**Set exercise**. Scale the rows starting with the one that contains "Study the photograph above. For every instance of the man with" and going on through the last row, and give only those rows again, requests included. Multiply every point coordinate in the answers by 0.75 and round each result to a whole number, with halves rounded up.

**Data lines**.
-=-=-

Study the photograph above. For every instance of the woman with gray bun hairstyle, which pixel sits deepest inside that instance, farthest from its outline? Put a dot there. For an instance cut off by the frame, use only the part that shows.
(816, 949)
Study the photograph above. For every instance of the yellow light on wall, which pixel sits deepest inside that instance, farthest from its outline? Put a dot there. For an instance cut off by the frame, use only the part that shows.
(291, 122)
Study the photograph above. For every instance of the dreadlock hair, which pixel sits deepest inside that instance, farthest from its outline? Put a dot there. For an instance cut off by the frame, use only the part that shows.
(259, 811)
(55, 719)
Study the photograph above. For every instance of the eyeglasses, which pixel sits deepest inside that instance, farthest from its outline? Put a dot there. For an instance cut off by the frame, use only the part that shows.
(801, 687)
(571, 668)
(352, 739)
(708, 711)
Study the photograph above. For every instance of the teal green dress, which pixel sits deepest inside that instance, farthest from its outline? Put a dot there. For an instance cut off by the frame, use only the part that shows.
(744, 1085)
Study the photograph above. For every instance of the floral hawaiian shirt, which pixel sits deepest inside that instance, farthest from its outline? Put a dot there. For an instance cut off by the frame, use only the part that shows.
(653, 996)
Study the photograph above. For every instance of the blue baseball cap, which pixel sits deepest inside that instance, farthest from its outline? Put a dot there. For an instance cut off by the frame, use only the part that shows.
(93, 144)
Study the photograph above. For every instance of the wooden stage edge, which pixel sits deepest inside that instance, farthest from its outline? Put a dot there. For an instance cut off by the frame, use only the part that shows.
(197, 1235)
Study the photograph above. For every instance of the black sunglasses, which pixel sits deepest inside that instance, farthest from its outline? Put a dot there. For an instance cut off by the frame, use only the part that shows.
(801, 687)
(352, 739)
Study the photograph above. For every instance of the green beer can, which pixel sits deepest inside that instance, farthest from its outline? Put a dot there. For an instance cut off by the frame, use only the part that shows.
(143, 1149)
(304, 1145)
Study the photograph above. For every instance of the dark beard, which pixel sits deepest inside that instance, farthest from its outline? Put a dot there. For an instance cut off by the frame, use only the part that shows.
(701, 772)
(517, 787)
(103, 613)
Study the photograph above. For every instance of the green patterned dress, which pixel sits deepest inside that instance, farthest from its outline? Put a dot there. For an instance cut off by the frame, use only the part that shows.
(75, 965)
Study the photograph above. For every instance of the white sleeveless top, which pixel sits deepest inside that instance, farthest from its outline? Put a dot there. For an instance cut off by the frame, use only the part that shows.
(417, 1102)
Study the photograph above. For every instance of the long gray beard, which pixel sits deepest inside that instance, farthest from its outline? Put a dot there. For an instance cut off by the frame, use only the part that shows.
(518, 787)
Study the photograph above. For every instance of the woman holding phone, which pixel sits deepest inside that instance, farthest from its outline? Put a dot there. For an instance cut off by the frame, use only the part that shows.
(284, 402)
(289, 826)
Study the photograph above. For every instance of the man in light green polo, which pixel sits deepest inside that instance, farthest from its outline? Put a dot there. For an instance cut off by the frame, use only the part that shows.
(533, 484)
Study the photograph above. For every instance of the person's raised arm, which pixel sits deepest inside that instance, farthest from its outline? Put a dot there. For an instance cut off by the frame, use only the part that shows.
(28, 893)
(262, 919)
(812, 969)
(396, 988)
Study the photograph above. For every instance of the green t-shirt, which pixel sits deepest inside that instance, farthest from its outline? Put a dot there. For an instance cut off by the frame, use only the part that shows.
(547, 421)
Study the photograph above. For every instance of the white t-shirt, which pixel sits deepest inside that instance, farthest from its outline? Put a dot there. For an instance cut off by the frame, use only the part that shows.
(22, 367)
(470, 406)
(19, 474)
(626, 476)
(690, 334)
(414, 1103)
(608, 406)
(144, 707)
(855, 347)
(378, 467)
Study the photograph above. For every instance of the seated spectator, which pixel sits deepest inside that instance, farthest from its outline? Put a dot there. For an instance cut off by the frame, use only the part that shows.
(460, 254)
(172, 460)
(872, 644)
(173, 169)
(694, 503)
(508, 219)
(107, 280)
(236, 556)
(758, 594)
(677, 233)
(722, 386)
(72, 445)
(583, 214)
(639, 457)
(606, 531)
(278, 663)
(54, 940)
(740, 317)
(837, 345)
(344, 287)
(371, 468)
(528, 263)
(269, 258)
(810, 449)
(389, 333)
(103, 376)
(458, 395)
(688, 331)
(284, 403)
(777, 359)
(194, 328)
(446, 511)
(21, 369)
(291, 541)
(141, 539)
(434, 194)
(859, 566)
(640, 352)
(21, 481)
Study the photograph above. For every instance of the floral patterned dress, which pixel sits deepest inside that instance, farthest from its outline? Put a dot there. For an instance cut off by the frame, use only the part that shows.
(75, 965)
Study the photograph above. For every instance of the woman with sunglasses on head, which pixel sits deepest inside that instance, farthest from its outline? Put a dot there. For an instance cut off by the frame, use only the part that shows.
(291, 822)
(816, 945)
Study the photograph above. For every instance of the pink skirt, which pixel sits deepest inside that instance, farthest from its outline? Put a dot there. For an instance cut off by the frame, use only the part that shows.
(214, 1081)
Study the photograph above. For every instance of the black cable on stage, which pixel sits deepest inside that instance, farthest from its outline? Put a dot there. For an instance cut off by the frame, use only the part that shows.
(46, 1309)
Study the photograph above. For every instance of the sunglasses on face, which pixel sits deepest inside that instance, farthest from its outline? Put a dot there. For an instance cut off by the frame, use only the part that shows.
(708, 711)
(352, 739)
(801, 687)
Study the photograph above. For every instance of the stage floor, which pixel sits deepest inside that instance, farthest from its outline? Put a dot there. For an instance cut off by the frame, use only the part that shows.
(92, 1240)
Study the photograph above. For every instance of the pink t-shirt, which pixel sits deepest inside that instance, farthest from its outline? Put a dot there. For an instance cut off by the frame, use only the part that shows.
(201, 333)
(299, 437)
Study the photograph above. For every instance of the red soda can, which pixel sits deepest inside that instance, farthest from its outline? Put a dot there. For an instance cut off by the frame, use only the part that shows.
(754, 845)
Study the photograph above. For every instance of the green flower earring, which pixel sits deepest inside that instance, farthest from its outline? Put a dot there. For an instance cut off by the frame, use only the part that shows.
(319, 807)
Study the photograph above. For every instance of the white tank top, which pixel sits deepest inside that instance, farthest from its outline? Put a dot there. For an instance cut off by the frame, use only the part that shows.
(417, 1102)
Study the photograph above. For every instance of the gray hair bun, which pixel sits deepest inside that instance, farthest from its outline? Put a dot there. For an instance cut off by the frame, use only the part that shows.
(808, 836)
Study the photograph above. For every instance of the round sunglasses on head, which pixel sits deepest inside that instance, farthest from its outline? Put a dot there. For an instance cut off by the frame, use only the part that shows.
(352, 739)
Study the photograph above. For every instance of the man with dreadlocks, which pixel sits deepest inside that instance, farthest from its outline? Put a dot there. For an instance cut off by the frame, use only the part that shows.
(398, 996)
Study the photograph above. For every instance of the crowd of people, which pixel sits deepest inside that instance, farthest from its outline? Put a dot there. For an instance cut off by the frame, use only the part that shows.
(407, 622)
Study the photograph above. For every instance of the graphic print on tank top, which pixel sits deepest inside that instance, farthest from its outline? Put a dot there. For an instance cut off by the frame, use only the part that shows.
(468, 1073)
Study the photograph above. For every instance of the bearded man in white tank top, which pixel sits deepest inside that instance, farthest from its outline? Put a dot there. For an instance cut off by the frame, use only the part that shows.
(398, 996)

-=-=-

**Solution to this exercise**.
Study the photograph above. For every instance of the man with dreadlocks, which pixel sits deepest inside that instance, farthest from its outline? Put a dot there. For an instance cut off by the frame, use only the part that shows.
(299, 747)
Study the photograph above. For every instance of the crowd of people, which pixel sits deepest inside that instance, farthest from its outline? Put a dot there. For an instance cut off by the frame, use only the part that shows.
(305, 467)
Study the photograph above. For every instance of the graphic print on tank top, which pixel sits deepest inside that instance, farthest from its outline? Put a dot there. For an instance cut off by the frame, use only the part that shows.
(351, 805)
Study the photograph above. For every instance of the bearded man in white tank top, which pixel sits deepest inside that instance, farthest from its outline? Put a dot there. For an instance cut off by the frame, use only the part that shows.
(299, 747)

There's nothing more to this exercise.